# EXTRAIT DU TEXTE
"""

Je regarde et j’observe

J’observe l’évolution du festival de Cosquin, où fût découverte la grande Mercedes Sosa, mais aussi Jorge Cafrunes et bien d’autres encore. Ce festival argentin, qui est le plus important du folklore, se déroule dans un petit village dans la province de Cordoba. Il était possible au début d’écouter voix guitare, ou voix bombo avec un petit microphone et une très simple amplification.
Mais qu’est-ce qui a fait monter le niveau sonore ? Sommes nous devenus plus sourds (avec nos oreilles, mais aussi sourds à nous mêmes) ?
Peut-être simplement le facteur de l’industrialisation rentre en compte. L’apparition des machines, les frigos, les voitures – même si celles-ci sont laissées à l’écart durant le festival – laissent dans « le fond de l’air » un ronronnement de ventilation, qui peut arriver à couvrir beaucoup de choses comme le bruit des insectes, le son du vent. Pour passer au dessus de ce doux et permanent bruit de fond, les sons ont été amplifiés, le course a commencé.
Loin de moi la pensée de dire qu’il nous faut tout annuler, tout a une raison d’être.

Donc nous sommes passés d’un son acoustique à un son amplifié.

Évolution, évolution.

J’ai déjà parlé du rythme et des cycles dans une chronique cette année, cela reste un sujet qui me fascine, et parfois m’attriste. Car il y a une mode à un cycle unique à 4, ou alors carrément, à 1, où il n’existe plus que l’immédiateté absolue de la consommation et non plus le cycle du développement et de l’évolution de la musique.

Faisons un petit voyage vers le corps et la danse. La danse et plus particulièrement les danse traditionnelles ont aussi des cycles qui correspondent à des chorégraphies. Comme chacune d’entre elles décrit des tours et des figures différentes, elles requièrent de la musique une organisation différente : merveille où la musique appuie le besoin de chaque peuple de démontrer sa beauté, de séduire l’autre, de créer des moments où vivre ensemble et faire société. Il y a la danse folle des guerriers grecs, où un cycle à 7 temps s’emballe, il y a les danses traditionnelles françaises, les tarantelles, une liste infinie, comme est infinie la créativité de l’Homme et de notre monde.

"""

# EXERCICE A
Réécrivez en liste numérotée les lignes des données, de celle qui contient « the blue shirt » à celle qui contient « [(175, 100)] », en omettant les lignes vides.

# DONNÉES D'ENTRÉE

"""

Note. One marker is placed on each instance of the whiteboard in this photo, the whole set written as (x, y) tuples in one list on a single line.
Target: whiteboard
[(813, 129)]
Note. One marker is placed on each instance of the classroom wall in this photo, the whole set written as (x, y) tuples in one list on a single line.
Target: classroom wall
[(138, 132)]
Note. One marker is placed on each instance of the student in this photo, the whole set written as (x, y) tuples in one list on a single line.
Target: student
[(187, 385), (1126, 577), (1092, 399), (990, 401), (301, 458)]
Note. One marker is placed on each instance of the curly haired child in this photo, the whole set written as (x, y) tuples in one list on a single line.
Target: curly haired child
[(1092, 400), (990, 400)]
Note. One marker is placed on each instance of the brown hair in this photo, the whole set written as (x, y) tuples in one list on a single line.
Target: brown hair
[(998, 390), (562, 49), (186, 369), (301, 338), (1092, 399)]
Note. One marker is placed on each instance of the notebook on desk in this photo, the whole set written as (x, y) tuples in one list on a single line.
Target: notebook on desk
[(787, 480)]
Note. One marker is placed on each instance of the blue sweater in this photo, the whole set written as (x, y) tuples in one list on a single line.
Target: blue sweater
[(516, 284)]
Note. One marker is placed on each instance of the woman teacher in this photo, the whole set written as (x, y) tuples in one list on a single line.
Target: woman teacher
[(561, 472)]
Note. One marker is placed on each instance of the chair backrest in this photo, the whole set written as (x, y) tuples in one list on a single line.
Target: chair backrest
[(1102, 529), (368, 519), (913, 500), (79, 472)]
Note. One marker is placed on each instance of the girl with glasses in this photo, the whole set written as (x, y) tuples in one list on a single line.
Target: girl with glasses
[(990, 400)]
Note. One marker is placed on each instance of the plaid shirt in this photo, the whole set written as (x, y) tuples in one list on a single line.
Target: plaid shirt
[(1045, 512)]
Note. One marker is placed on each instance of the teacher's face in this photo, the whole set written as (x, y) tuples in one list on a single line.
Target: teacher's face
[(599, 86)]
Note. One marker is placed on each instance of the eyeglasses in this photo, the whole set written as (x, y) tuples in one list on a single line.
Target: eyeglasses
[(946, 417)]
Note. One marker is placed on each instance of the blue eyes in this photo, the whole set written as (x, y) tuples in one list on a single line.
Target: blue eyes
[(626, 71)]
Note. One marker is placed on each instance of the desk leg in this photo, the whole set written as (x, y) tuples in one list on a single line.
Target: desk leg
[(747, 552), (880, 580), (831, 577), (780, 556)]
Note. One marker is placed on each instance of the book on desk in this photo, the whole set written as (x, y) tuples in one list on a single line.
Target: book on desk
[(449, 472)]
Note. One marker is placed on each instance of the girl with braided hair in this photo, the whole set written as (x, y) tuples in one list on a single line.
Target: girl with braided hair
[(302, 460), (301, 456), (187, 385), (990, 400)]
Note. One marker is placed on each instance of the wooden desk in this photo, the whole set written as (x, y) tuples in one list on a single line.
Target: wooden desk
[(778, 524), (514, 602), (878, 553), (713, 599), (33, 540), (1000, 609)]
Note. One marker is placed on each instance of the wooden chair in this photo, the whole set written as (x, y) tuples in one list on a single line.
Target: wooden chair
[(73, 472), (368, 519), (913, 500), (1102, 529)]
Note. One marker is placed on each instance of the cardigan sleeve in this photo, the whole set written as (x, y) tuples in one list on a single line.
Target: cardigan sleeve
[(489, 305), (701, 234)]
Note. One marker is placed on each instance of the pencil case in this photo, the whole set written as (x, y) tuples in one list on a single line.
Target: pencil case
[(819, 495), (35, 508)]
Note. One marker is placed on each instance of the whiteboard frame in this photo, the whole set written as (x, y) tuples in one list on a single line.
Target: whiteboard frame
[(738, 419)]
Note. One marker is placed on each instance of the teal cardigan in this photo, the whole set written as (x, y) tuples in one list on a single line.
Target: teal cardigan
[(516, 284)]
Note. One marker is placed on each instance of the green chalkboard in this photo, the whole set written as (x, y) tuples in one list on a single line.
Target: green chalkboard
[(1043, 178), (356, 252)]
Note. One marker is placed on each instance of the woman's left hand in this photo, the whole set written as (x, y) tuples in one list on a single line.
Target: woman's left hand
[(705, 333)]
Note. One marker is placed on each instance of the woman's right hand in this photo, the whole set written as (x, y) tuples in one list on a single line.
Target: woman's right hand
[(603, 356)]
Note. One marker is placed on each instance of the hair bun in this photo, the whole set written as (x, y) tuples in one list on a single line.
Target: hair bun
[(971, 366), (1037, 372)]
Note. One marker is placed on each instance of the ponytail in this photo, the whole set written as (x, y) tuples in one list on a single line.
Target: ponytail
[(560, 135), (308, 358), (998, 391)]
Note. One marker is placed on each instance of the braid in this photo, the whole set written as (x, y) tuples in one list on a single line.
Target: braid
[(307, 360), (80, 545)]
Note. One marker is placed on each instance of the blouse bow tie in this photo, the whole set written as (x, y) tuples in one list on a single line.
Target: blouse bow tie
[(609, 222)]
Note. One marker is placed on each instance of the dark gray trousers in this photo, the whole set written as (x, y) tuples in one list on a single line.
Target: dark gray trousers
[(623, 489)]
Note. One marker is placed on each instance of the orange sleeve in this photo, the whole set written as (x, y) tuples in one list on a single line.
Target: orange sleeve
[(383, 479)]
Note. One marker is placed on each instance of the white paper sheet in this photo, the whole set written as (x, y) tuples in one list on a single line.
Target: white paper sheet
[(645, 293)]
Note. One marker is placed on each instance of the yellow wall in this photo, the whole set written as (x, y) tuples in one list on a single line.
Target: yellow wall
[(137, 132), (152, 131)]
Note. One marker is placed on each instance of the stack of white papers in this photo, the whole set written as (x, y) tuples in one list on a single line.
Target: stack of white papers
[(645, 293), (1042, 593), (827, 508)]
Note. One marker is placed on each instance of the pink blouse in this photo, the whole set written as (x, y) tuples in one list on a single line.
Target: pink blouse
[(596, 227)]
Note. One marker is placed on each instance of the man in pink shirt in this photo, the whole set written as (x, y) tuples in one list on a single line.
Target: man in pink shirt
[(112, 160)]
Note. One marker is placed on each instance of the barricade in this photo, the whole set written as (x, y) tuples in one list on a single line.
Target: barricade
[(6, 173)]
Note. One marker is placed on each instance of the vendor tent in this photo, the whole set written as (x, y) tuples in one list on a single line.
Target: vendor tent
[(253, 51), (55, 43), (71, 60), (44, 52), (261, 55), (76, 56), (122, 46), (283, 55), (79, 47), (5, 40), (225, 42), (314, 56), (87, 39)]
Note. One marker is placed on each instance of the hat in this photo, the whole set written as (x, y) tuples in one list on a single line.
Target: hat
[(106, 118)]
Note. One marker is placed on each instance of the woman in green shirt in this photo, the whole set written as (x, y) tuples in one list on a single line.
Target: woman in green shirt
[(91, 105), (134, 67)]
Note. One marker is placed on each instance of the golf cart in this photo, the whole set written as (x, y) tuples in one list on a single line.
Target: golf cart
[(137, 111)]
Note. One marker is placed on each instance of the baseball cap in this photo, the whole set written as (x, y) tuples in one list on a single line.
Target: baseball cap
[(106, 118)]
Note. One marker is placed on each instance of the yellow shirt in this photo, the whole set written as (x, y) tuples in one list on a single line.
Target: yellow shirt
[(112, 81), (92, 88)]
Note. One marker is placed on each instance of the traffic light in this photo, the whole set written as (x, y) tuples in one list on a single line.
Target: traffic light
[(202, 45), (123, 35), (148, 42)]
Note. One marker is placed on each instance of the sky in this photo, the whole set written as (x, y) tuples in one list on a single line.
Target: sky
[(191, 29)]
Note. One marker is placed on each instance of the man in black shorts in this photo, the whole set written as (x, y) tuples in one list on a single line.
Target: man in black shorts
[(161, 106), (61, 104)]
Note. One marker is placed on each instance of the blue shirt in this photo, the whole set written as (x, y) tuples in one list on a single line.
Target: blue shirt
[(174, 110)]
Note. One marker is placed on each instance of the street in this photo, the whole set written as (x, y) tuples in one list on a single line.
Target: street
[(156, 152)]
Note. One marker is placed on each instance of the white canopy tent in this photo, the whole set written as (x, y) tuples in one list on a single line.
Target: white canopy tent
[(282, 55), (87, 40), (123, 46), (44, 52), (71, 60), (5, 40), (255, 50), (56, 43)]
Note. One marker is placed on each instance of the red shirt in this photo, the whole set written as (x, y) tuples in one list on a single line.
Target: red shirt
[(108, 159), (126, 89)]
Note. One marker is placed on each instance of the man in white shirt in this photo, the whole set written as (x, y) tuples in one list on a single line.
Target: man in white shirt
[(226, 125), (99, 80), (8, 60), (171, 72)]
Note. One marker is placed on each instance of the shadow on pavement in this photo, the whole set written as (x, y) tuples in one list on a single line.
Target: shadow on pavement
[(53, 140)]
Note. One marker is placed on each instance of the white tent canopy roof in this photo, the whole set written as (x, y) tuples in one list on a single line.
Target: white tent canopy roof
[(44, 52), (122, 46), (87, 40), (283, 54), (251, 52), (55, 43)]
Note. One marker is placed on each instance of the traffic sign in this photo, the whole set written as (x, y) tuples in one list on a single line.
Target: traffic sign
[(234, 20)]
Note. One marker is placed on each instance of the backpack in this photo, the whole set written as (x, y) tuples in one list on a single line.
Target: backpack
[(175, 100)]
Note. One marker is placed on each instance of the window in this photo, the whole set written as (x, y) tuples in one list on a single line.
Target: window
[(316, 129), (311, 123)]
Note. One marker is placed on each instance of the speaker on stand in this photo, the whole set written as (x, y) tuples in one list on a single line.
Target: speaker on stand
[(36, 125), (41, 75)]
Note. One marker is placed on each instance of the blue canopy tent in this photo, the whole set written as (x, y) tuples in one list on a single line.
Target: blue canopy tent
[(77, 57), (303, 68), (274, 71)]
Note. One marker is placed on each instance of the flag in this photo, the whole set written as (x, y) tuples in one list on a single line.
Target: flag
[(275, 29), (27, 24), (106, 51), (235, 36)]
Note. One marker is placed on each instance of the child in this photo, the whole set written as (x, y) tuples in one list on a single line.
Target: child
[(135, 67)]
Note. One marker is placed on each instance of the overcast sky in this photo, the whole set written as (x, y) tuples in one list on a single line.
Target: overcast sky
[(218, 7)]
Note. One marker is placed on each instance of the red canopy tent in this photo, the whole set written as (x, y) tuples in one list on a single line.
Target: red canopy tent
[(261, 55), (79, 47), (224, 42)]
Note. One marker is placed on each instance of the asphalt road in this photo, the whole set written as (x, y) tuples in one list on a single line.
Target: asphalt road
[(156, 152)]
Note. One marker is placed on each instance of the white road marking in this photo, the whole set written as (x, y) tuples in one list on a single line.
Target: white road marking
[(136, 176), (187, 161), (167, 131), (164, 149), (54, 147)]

"""

# EXERCICE B
Reprenez le texte de « Peut-être simplement le » à « course a commencé. » en remplaçant « ronronnement » par « bourdonnement ».

# RÉPONSE A
1. Note. One marker is placed on each instance of the blue shirt in this photo, the whole set written as (x, y) tuples in one list on a single line.
2. Target: blue shirt
3. [(174, 110)]
4. Note. One marker is placed on each instance of the street in this photo, the whole set written as (x, y) tuples in one list on a single line.
5. Target: street
6. [(156, 152)]
7. Note. One marker is placed on each instance of the white canopy tent in this photo, the whole set written as (x, y) tuples in one list on a single line.
8. Target: white canopy tent
9. [(282, 55), (87, 40), (123, 46), (44, 52), (71, 60), (5, 40), (255, 50), (56, 43)]
10. Note. One marker is placed on each instance of the red shirt in this photo, the whole set written as (x, y) tuples in one list on a single line.
11. Target: red shirt
12. [(108, 159), (126, 89)]
13. Note. One marker is placed on each instance of the man in white shirt in this photo, the whole set written as (x, y) tuples in one list on a single line.
14. Target: man in white shirt
15. [(226, 125), (99, 80), (8, 60), (171, 72)]
16. Note. One marker is placed on each instance of the shadow on pavement in this photo, the whole set written as (x, y) tuples in one list on a single line.
17. Target: shadow on pavement
18. [(53, 140)]
19. Note. One marker is placed on each instance of the white tent canopy roof in this photo, the whole set written as (x, y) tuples in one list on a single line.
20. Target: white tent canopy roof
21. [(44, 52), (122, 46), (87, 40), (283, 54), (251, 52), (55, 43)]
22. Note. One marker is placed on each instance of the traffic sign in this photo, the whole set written as (x, y) tuples in one list on a single line.
23. Target: traffic sign
24. [(234, 20)]
25. Note. One marker is placed on each instance of the backpack in this photo, the whole set written as (x, y) tuples in one list on a single line.
26. Target: backpack
27. [(175, 100)]

# RÉPONSE B
Peut-être simplement le facteur de l’industrialisation rentre en compte. L’apparition des machines, les frigos, les voitures – même si celles-ci sont laissées à l’écart durant le festival – laissent dans « le fond de l’air » un bourdonnement de ventilation, qui peut arriver à couvrir beaucoup de choses comme le bruit des insectes, le son du vent. Pour passer au dessus de ce doux et permanent bruit de fond, les sons ont été amplifiés, le course a commencé.